> **Task instructions**:
Each entry below is to be copied verbatim, with no line missing.

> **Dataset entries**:
____
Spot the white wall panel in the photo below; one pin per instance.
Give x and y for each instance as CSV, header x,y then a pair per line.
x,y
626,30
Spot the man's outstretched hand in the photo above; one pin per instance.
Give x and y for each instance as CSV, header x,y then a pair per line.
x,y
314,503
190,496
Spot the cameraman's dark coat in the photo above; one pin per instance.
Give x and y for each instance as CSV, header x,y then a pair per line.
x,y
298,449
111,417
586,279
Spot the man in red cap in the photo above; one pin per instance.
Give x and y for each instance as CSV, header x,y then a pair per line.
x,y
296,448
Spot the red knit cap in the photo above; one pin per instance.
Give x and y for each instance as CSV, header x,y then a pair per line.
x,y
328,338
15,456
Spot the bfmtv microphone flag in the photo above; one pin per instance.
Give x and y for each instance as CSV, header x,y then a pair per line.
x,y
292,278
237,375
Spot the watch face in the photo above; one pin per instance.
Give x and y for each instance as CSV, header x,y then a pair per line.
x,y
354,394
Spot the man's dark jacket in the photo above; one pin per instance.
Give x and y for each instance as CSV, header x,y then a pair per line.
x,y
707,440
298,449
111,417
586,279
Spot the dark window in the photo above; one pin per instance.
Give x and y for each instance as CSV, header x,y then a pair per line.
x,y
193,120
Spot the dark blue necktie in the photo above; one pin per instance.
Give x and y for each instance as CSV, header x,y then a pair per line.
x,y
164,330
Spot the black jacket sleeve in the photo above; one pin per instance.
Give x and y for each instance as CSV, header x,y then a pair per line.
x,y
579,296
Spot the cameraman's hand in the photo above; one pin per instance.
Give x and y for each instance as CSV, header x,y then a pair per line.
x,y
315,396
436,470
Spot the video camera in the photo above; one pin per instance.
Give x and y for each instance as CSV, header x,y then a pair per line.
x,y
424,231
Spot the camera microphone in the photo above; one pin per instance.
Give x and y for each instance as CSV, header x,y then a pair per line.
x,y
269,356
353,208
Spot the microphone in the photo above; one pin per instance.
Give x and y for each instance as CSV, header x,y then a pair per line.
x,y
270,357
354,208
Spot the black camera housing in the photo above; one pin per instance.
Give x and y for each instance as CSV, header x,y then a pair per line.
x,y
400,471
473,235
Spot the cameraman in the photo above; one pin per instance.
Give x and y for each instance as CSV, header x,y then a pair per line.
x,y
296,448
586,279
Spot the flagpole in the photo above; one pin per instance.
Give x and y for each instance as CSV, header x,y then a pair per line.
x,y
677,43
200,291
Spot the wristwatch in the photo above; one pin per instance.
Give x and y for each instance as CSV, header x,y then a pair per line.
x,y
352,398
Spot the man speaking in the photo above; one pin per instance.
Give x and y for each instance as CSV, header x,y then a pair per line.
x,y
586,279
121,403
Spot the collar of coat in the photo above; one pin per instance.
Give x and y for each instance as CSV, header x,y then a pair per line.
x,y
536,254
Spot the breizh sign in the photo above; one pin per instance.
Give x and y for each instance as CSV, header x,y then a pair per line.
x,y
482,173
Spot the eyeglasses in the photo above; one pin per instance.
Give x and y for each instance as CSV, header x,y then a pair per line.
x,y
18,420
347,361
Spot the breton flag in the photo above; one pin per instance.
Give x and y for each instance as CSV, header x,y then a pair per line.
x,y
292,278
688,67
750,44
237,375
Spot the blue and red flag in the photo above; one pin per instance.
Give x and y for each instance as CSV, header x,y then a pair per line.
____
> **Result of the task**:
Spot the white wall panel in the photo below; one pin per instance.
Give x and y for each instance as CSV, header x,y then a pair per line.
x,y
626,30
Spot the man's outstretched hand in the photo above; one pin per instance.
Give x and y for each instance as CSV, header x,y then a pair per line.
x,y
314,503
190,496
Spot the cameraman's dark coat in the photo above; one pin per instance.
Give x and y for each instance as CSV, header x,y then a pair per line.
x,y
298,449
111,417
586,279
Spot the man in red cap in the photo above; one pin per instance.
Give x and y for each instance as CSV, header x,y then a pair per line.
x,y
296,448
Spot the red knit cap in the photo above; one pin per instance.
Give x and y for each instance as CSV, header x,y then a pair per line.
x,y
328,338
15,456
Spot the bfmtv microphone flag in the photo above; one pin per instance.
Give x and y for each instance as CSV, header x,y then a pair per line.
x,y
292,278
237,375
Spot the watch face in the photo above; one pin per instance.
Give x and y for each instance as CSV, header x,y then a pair per line.
x,y
354,394
Spot the man's dark jacket in the photo above; one pin per instance.
Give x and y for each instance as CSV, header x,y then a pair per line.
x,y
707,440
298,449
111,417
586,279
Spot the dark window in the photo above; one pin per instance.
Give x and y for each instance as CSV, header x,y then a pair per line.
x,y
193,120
Spot the dark blue necktie in the photo above; one pin per instance.
Give x and y for each instance as CSV, header x,y then a pair per line.
x,y
164,330
Spot the black jacket sleeve in the photo above; one pin per instance.
Give x and y for each instance as CSV, header x,y then a pair per line.
x,y
579,296
Spot the cameraman's hand in the photo above; one pin per instance.
Give x and y for each instance as CSV, header x,y then a pair per line.
x,y
315,396
436,470
Spot the video camera in the photo above; one pin per instance.
Give x and y for each instance as CSV, header x,y then a pair per line.
x,y
424,231
Spot the camera microphone in the photo above; one pin per instance.
Give x and y for each instance as CSV, header x,y then a pair per line.
x,y
269,356
353,208
Spot the microphone in the photo above; one pin per instance.
Give x and y for each instance as CSV, header x,y then a pair per line.
x,y
270,357
354,208
Spot the black camera housing in the photo above; one pin per instance.
Give x and y for each instance as CSV, header x,y then a pair per line.
x,y
400,471
473,235
Spot the cameraman in the photo above; one pin per instance.
Give x and y for each instance as CSV, header x,y then a pair per line.
x,y
296,448
586,279
Spot the flagpole in the photo above; one pin per instance.
Give x and y for each instance as CSV, header x,y then a pair per line.
x,y
677,43
200,291
Spot the wristwatch in the photo above; one pin per instance.
Give x and y for each instance as CSV, header x,y then a pair per line.
x,y
352,398
Spot the man speaking in the photo above; one pin per instance.
Give x and y for each instance as CSV, header x,y then a pair per line.
x,y
586,279
121,403
Spot the collar of coat in the photo above; one pin per instance.
Give x and y for each instance as CSV, header x,y then a pair per line.
x,y
536,254
Spot the breizh sign in the photo above; one pin per instance.
Give x and y for each instance as CSV, header x,y then a pair per line.
x,y
482,173
Spot the eyeglasses in the photo above; one pin per instance.
Give x and y for each instance as CSV, header x,y then a pair per line.
x,y
18,420
347,361
Spot the breton flag in the photo above; one pin per instance.
Give x and y for each instance as CSV, header x,y then a pair per line.
x,y
292,278
688,67
750,44
237,375
Spot the blue and red flag in the photo above; one pin per instance.
Give x and y for each instance as CSV, header x,y then a pair per line.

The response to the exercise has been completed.